* _Texto para leitura_
É preciso se compreender que a função do presidente do pais - como de resto, dos demais ocupantes de cargos púbicos eletivos - foi delegada pelo povo, com poderes para ele comandar todos os brasileiros, que gostem ou não, mesmo porque se não fosse ele seria outro homem público, de qualquer ideologia, que estaria investido dos mesmos poderes de mandatário do país e todos os cidadãos teriam a obrigação de aceitar a situação na forma exatamente como ela se oferece.  
Quanto a esse imbróglio, ainda no governo, o então ministro da Saúde admitiu a auxiliares ter exagerado na dose, conforme notícia publicada na imprensa, nestes termos: “reconheço ter cometido um erro estratégico ao elevar o tom do embate com o presidente Jair Bolsonaro sobre a conduta do governo federal no enfrentamento ao novo coronavirus”, tendo prometido, na ocasião, submergir nos próximos dias, para sair do foco da crise.

[Dados de localização de pontos]

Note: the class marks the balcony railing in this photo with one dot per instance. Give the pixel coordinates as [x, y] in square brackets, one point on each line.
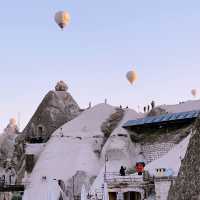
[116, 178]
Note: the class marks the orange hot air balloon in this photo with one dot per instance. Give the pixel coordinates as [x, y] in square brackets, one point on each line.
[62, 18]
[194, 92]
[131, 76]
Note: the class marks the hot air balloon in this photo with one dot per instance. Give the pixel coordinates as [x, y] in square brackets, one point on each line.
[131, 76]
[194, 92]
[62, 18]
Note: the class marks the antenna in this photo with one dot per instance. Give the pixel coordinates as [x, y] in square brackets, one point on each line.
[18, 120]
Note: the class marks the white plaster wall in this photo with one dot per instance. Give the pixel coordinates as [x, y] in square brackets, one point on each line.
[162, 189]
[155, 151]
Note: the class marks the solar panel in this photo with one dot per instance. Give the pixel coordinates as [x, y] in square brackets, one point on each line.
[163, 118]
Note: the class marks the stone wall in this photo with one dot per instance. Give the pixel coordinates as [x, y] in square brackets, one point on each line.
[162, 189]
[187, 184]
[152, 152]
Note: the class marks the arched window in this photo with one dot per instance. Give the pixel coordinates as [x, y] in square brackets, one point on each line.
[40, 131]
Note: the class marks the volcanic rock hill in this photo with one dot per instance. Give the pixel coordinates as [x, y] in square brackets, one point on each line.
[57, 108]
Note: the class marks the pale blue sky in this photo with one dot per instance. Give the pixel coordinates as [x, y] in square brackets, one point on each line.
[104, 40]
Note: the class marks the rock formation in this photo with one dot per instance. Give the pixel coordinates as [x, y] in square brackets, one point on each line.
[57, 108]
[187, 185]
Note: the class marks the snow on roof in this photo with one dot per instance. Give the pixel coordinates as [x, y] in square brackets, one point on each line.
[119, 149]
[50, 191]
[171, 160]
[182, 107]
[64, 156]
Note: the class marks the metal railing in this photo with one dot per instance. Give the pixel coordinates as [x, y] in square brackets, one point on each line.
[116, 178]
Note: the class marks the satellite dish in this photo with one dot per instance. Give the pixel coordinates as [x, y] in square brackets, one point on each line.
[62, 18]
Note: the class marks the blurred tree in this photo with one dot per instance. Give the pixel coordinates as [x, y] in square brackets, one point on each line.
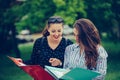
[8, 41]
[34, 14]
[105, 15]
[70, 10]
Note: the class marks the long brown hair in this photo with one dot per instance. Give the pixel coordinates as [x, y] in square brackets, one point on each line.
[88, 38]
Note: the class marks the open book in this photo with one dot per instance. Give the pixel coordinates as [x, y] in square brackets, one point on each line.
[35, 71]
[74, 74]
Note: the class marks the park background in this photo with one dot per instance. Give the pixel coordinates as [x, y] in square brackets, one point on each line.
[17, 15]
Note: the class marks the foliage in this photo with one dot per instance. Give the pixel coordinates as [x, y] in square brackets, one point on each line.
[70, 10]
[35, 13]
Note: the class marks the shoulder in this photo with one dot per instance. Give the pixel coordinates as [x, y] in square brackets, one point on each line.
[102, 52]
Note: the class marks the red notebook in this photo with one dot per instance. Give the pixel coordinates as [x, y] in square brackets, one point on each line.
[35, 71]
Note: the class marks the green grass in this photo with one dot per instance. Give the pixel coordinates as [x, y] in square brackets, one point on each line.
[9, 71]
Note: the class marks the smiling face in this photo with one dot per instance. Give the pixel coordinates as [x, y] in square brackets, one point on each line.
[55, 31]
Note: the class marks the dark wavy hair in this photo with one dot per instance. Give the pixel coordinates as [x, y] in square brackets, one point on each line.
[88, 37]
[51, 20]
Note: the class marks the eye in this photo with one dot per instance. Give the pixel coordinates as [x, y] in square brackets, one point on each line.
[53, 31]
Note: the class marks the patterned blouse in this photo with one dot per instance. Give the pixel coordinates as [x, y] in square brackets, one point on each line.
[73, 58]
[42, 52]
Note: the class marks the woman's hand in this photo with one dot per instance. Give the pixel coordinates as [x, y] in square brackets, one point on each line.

* _Instruções do exercício_
[a] Por favor, reescreva o trecho do texto sobre a função do presidente de "É preciso se" até "ela se oferece.", inclusive, substituindo "mandatário" por "governante".
[b] Com base no texto sobre a função do presidente, responda:
(i) Por quem foi delegada a função do presidente do país?
(ii) Quem admitiu a auxiliares ter exagerado na dose?
(iii) O que essa pessoa prometeu fazer nos próximos dias?

* _Respostas numeradas_
[a]
É preciso se compreender que a função do presidente do pais - como de resto, dos demais ocupantes de cargos púbicos eletivos - foi delegada pelo povo, com poderes para ele comandar todos os brasileiros, que gostem ou não, mesmo porque se não fosse ele seria outro homem público, de qualquer ideologia, que estaria investido dos mesmos poderes de governante do país e todos os cidadãos teriam a obrigação de aceitar a situação na forma exatamente como ela se oferece.

[b]
(i) Pelo povo.
(ii) O então ministro da Saúde.
(iii) Submergir, para sair do foco da crise.